** WHAT TO DO **
Please make an exact transcription of all the data that follows.

** TASK INPUTS **
=== Section Start ===

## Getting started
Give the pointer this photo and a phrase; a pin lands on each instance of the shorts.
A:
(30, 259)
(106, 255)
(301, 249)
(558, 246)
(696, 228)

=== Section End ===

** TASK RESPONSE **
## Getting started
Give the pointer this photo and a phrase; a pin lands on each instance of the shorts.
A:
(30, 259)
(106, 255)
(301, 249)
(558, 246)
(696, 228)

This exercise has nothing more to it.